*TRECHO DO TEXTO*:
Domingo, 07 de setembro de 2025
Por Redação O Sul | 15 de dezembro de 2019
Comandante do Exército nos governos Dilma Rousseff e Michel Temer, o general Eduardo Villas Bôas faz em entrevista exclusiva ao Jornal O Globo a avaliação de que o país correu risco institucional entre o impeachment e a divulgação dos diálogos da JBS. “Fiquei bem preocupado”, disse, a respeito das reações dentro e fora dos quarteis quando os áudios com Temer vieram a público. O general de 68 anos conta que elaborou teses baseadas na Constituição e na estabilidade dos Poderes para circunscrever a ação do Exército em uma eventual crise institucional. Vítima de uma rara doença neuromotora de caráter degenerativo, Villas Bôas respira com ajuda de aparelho e se locomove em cadeira de rodas. Confira melhores momentos da entrevista.
1) Houve algum risco de decretação de “Estado de Defesa” durante o impeachment da presidente Dilma Rousseff?

*TAREFA A REALIZAR*: Retome a entrevista com o general Villas Bôas e continue o texto logo após a última frase do trecho. Os dados não entram nesta parte.

*DADOS FORNECIDOS*:
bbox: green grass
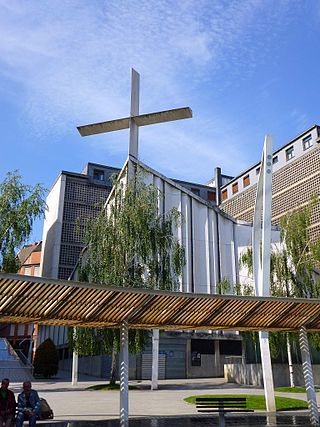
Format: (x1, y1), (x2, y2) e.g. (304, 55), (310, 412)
(184, 394), (308, 411)
(274, 387), (319, 393)
(86, 384), (138, 391)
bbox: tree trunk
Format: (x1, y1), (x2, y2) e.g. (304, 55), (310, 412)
(109, 341), (117, 385)
(286, 332), (295, 387)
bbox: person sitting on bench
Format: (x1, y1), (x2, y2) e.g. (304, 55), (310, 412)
(0, 378), (17, 427)
(16, 381), (41, 427)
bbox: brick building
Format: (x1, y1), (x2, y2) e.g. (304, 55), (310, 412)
(215, 125), (320, 239)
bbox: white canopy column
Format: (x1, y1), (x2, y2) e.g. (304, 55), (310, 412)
(299, 327), (319, 426)
(120, 320), (129, 427)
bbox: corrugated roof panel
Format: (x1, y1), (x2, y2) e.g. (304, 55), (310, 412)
(0, 273), (320, 332)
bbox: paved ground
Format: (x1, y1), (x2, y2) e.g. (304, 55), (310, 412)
(11, 375), (320, 421)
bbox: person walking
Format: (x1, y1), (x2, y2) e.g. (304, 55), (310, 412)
(0, 378), (17, 427)
(16, 381), (41, 427)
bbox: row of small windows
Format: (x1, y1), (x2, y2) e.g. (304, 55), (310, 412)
(221, 135), (313, 201)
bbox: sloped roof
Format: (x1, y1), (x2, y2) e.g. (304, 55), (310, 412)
(0, 273), (320, 332)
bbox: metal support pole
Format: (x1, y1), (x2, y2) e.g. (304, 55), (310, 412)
(299, 327), (319, 426)
(71, 328), (79, 385)
(259, 332), (276, 412)
(252, 135), (276, 412)
(120, 320), (129, 427)
(71, 351), (79, 385)
(151, 329), (159, 390)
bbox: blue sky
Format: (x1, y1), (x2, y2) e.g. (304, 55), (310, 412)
(0, 0), (320, 239)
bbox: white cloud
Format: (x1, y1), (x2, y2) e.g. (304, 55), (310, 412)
(0, 0), (298, 177)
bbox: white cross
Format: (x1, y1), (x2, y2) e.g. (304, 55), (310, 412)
(77, 68), (192, 159)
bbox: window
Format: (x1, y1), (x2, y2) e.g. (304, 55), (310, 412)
(286, 147), (294, 161)
(232, 182), (239, 194)
(243, 174), (250, 187)
(208, 191), (216, 202)
(93, 169), (104, 181)
(302, 135), (312, 150)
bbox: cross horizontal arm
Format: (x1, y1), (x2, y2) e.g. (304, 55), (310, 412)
(77, 117), (130, 136)
(133, 107), (192, 126)
(77, 107), (192, 136)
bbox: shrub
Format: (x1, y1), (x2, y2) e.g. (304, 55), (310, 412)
(33, 338), (59, 378)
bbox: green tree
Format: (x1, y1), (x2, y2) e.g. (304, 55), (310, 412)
(0, 171), (46, 273)
(33, 338), (59, 378)
(240, 197), (320, 386)
(69, 170), (184, 383)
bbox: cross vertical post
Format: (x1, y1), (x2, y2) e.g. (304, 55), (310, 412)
(129, 68), (140, 159)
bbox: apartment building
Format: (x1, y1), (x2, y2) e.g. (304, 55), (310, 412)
(215, 125), (320, 239)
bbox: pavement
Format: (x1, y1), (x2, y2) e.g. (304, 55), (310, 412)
(10, 373), (320, 421)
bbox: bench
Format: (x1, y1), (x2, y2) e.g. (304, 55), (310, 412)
(196, 397), (253, 427)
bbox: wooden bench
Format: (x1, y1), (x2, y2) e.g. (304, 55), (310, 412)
(196, 397), (253, 427)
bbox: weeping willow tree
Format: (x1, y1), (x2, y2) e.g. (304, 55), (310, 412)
(69, 170), (185, 384)
(240, 197), (320, 387)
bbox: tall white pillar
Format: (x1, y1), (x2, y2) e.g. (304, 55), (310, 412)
(71, 327), (79, 385)
(151, 329), (159, 390)
(120, 320), (129, 427)
(299, 327), (319, 426)
(71, 351), (79, 385)
(252, 135), (276, 412)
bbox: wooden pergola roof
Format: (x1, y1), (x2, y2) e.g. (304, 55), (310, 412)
(0, 273), (320, 332)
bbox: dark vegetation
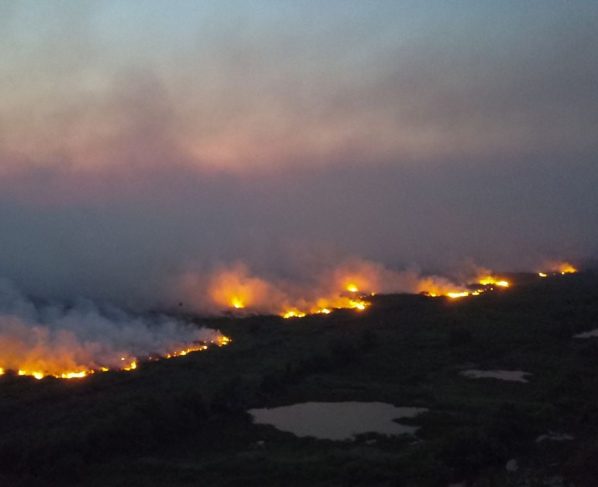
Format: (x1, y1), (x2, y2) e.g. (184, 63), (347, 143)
(0, 272), (598, 487)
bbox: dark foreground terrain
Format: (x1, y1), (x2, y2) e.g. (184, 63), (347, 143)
(0, 272), (598, 487)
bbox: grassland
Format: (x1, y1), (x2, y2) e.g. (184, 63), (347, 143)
(0, 272), (598, 487)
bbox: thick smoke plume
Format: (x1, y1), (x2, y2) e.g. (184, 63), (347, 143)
(175, 258), (473, 316)
(0, 281), (222, 377)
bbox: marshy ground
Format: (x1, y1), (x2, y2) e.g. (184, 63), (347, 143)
(0, 272), (598, 487)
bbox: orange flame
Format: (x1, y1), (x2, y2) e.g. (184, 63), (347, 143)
(0, 335), (231, 380)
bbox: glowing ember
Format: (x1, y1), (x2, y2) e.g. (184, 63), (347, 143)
(538, 261), (577, 277)
(478, 276), (511, 287)
(446, 291), (469, 299)
(559, 262), (577, 274)
(0, 335), (231, 380)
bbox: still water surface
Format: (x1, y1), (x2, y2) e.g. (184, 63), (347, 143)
(248, 401), (427, 440)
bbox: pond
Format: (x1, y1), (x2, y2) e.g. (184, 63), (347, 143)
(248, 401), (427, 440)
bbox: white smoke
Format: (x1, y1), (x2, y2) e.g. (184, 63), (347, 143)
(0, 280), (226, 375)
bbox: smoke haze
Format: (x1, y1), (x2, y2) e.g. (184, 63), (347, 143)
(0, 1), (598, 308)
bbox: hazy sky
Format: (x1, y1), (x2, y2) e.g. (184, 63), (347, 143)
(0, 0), (598, 300)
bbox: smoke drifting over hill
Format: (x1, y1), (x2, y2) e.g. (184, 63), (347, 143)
(0, 1), (598, 308)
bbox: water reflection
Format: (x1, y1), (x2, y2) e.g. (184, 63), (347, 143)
(248, 401), (427, 440)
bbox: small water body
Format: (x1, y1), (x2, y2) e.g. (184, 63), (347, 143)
(573, 328), (598, 338)
(248, 401), (427, 440)
(461, 369), (532, 382)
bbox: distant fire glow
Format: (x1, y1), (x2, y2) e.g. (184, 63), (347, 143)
(182, 259), (574, 319)
(0, 335), (231, 380)
(538, 261), (577, 277)
(0, 280), (230, 379)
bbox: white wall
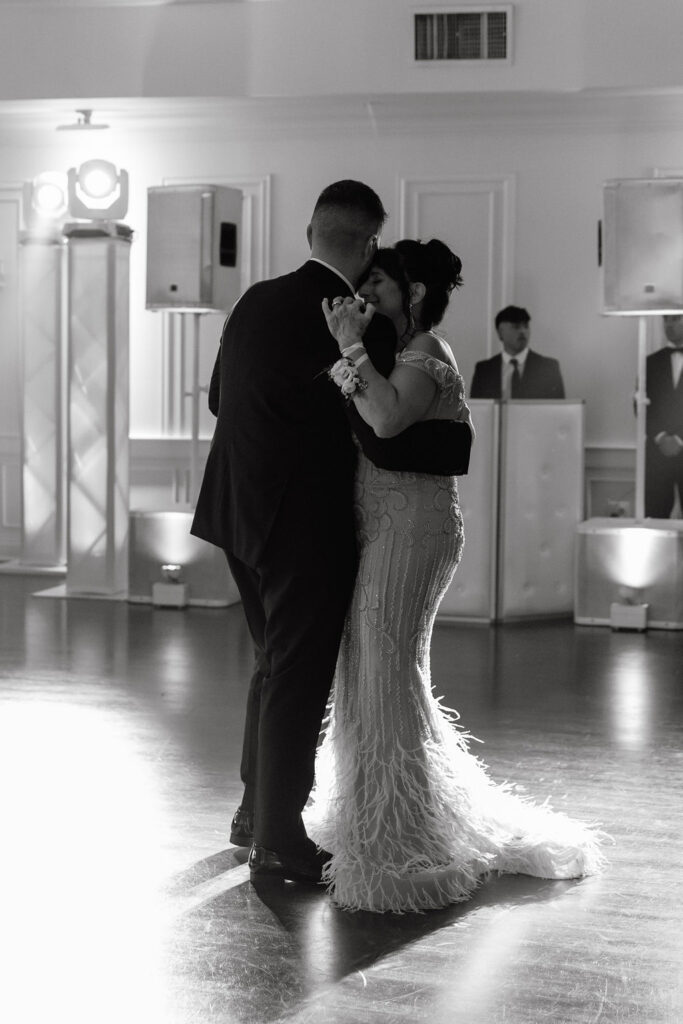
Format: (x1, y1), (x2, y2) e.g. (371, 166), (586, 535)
(0, 99), (680, 445)
(0, 0), (683, 99)
(0, 0), (683, 552)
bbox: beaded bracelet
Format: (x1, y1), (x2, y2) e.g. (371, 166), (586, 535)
(328, 356), (368, 398)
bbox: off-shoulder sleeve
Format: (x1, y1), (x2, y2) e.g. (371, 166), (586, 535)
(396, 348), (465, 397)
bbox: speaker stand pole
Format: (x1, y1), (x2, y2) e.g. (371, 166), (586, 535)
(188, 313), (207, 508)
(635, 316), (648, 522)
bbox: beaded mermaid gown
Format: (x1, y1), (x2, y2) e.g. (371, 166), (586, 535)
(305, 350), (602, 912)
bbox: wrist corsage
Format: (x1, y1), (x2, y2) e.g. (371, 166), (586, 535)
(328, 356), (368, 398)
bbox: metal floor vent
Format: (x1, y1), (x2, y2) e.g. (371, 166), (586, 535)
(415, 5), (512, 60)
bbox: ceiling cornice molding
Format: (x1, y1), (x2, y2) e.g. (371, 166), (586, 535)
(0, 91), (683, 144)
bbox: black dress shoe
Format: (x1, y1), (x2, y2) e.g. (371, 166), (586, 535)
(230, 807), (254, 846)
(249, 846), (332, 886)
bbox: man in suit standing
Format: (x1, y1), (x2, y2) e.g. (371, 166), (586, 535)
(191, 181), (394, 885)
(645, 314), (683, 519)
(470, 306), (564, 398)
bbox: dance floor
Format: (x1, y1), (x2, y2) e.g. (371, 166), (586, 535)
(0, 575), (683, 1024)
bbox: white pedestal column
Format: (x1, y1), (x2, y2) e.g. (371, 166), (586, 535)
(19, 236), (66, 567)
(66, 223), (131, 598)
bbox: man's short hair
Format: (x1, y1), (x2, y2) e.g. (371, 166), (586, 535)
(496, 306), (531, 331)
(310, 179), (387, 249)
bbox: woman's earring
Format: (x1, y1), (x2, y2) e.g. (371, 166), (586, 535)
(408, 302), (415, 331)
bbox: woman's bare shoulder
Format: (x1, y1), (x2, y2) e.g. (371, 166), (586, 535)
(403, 331), (457, 370)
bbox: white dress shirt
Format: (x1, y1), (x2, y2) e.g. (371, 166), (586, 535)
(669, 345), (683, 387)
(501, 346), (528, 398)
(308, 256), (355, 299)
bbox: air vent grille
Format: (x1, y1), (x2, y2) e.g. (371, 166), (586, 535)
(415, 8), (510, 60)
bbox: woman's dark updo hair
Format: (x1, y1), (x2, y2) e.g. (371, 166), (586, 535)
(373, 239), (463, 331)
(373, 239), (463, 331)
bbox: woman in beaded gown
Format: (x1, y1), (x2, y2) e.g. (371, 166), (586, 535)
(305, 240), (602, 912)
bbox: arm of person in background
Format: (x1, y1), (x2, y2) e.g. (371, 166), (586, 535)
(551, 359), (564, 398)
(209, 343), (221, 416)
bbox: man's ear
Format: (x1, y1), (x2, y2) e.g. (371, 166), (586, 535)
(362, 234), (379, 263)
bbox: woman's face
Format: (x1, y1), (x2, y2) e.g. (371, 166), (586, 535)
(358, 266), (403, 318)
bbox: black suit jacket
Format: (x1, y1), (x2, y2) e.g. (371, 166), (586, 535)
(470, 348), (564, 398)
(191, 261), (366, 566)
(646, 347), (683, 441)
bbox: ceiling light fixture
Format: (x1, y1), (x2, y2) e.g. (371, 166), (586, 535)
(57, 110), (109, 131)
(67, 160), (128, 220)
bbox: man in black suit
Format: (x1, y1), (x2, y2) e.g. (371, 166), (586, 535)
(470, 306), (564, 398)
(191, 181), (394, 884)
(645, 314), (683, 519)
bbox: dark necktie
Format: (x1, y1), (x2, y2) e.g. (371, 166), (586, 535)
(510, 359), (522, 398)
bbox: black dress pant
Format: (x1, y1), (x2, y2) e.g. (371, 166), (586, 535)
(226, 491), (357, 853)
(645, 444), (683, 519)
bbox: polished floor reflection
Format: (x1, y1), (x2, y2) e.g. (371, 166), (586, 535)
(0, 577), (683, 1024)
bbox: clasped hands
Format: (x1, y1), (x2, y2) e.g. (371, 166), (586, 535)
(323, 295), (375, 355)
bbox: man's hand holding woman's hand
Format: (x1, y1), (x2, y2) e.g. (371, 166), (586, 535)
(323, 295), (375, 355)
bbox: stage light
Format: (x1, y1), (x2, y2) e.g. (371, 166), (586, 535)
(24, 171), (68, 233)
(152, 562), (189, 608)
(32, 171), (67, 217)
(68, 160), (128, 220)
(80, 160), (117, 199)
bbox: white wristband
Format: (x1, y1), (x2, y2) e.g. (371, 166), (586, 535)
(342, 341), (365, 355)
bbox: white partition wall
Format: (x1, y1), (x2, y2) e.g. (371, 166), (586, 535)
(439, 399), (584, 622)
(439, 398), (501, 622)
(497, 401), (584, 620)
(67, 224), (130, 597)
(19, 237), (66, 566)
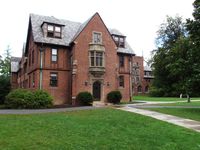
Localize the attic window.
[47,24,61,38]
[93,32,102,44]
[113,35,125,48]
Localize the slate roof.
[30,14,81,46]
[109,29,135,55]
[30,14,135,55]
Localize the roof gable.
[26,13,135,55]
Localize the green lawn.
[0,109,200,150]
[133,95,200,101]
[158,101,200,107]
[148,108,200,121]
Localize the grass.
[133,95,200,101]
[0,104,5,109]
[148,108,200,121]
[158,101,200,107]
[0,109,200,150]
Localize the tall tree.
[0,46,11,103]
[152,16,190,96]
[0,46,11,77]
[186,0,200,95]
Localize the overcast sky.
[0,0,194,58]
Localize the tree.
[0,46,11,77]
[151,16,190,96]
[186,0,200,96]
[0,46,11,103]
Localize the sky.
[0,0,194,59]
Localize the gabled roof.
[109,29,135,55]
[30,13,135,55]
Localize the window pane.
[52,49,57,55]
[50,73,58,86]
[55,27,61,32]
[54,32,61,37]
[120,37,124,42]
[90,52,94,56]
[51,55,57,61]
[91,57,94,66]
[119,76,124,87]
[47,32,53,37]
[119,56,124,67]
[93,32,101,43]
[48,25,53,31]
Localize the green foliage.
[0,46,11,77]
[0,46,11,104]
[5,89,52,108]
[150,17,194,97]
[77,91,93,106]
[0,76,10,104]
[187,0,200,96]
[0,108,200,150]
[107,91,122,104]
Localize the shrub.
[0,75,10,104]
[34,90,53,108]
[77,92,93,106]
[5,89,52,108]
[107,91,122,104]
[149,87,165,97]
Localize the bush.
[5,89,53,108]
[0,75,10,104]
[76,92,93,106]
[149,87,165,97]
[107,91,122,104]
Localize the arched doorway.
[92,81,101,100]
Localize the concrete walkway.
[129,105,200,108]
[117,106,200,132]
[0,106,98,114]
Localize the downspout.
[39,47,44,90]
[129,56,133,102]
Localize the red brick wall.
[73,14,118,101]
[118,54,132,101]
[133,56,144,95]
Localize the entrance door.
[93,81,101,101]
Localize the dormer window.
[93,32,102,44]
[47,24,61,38]
[113,35,125,48]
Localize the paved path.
[117,106,200,132]
[0,106,98,114]
[129,105,200,108]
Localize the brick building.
[132,56,154,95]
[11,13,138,105]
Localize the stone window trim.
[32,49,35,64]
[119,75,124,88]
[49,72,58,87]
[119,55,125,67]
[137,85,142,93]
[51,48,58,63]
[32,72,35,87]
[47,24,62,38]
[92,31,102,44]
[112,35,126,48]
[89,50,105,68]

*RESULTADO DO EXERCÍCIO*:
Esse episódio ganhou uma versão que não é totalmente verdadeira. Ao longo do processo de impeachment, dois parlamentares de partidos de esquerda procuraram a assessoria parlamentar do Exército para sondar como receberíamos a decretação de um “Estado de Defesa” (possibilidade constitucional na qual o presidente decreta por 30 dias situação emergencial restringindo direito de reunião e de comunicação). Confesso que fiquei preocupado, porque vi ali uma possibilidade de o Exército ser empregado contra as manifestações. Contudo, corre uma versão de que a presidente Dilma teria me chamado e determinado a decretação do “Estado de Defesa”, e eu teria dito que não cumpriria. Isso não aconteceu. Mas que houve a sondagem, ela de fato houve.
2) Houve algo além da sondagem?
Não. Absolutamente.
3) Em abril de 2018, quando o Supremo discutia a possibilidade do habeas corpus para evitar a prisão do ex-presidente Luiz Inácio Lula da Silva, o senhor escreveu no seu Twitter: “Nessa situação em que vive o Brasil, resta perguntar às instituições e ao povo quem realmente está pensando no bem do país e das gerações futuras e quem está preocupado com interesses pessoais”. O STF acabou concluindo por recusar o HC do ex-presidente. O senhor acha quer alterou a votação do Supremo?
Sinceramente, não acredito que a ministra Rosa Weber tenha mudado o seu voto em função da minha declaração. Foi uma preocupação que se desencadeasse um processo de impunidade, que a palavra-chave desse tuíte foi impunidade. E também teve a intenção, primeiro de manifestar o pensamento do Exército e, segundo, também de conformidade com a vontade da população. Eu sabia que havia riscos desse tuíte, tanto que no dia seguinte o ministro Celso de Mello (decano do STF) nos chamou de “pretorianos”. Eu sabia que alguma reação corporativa deveria haver e até achei que ficou barato.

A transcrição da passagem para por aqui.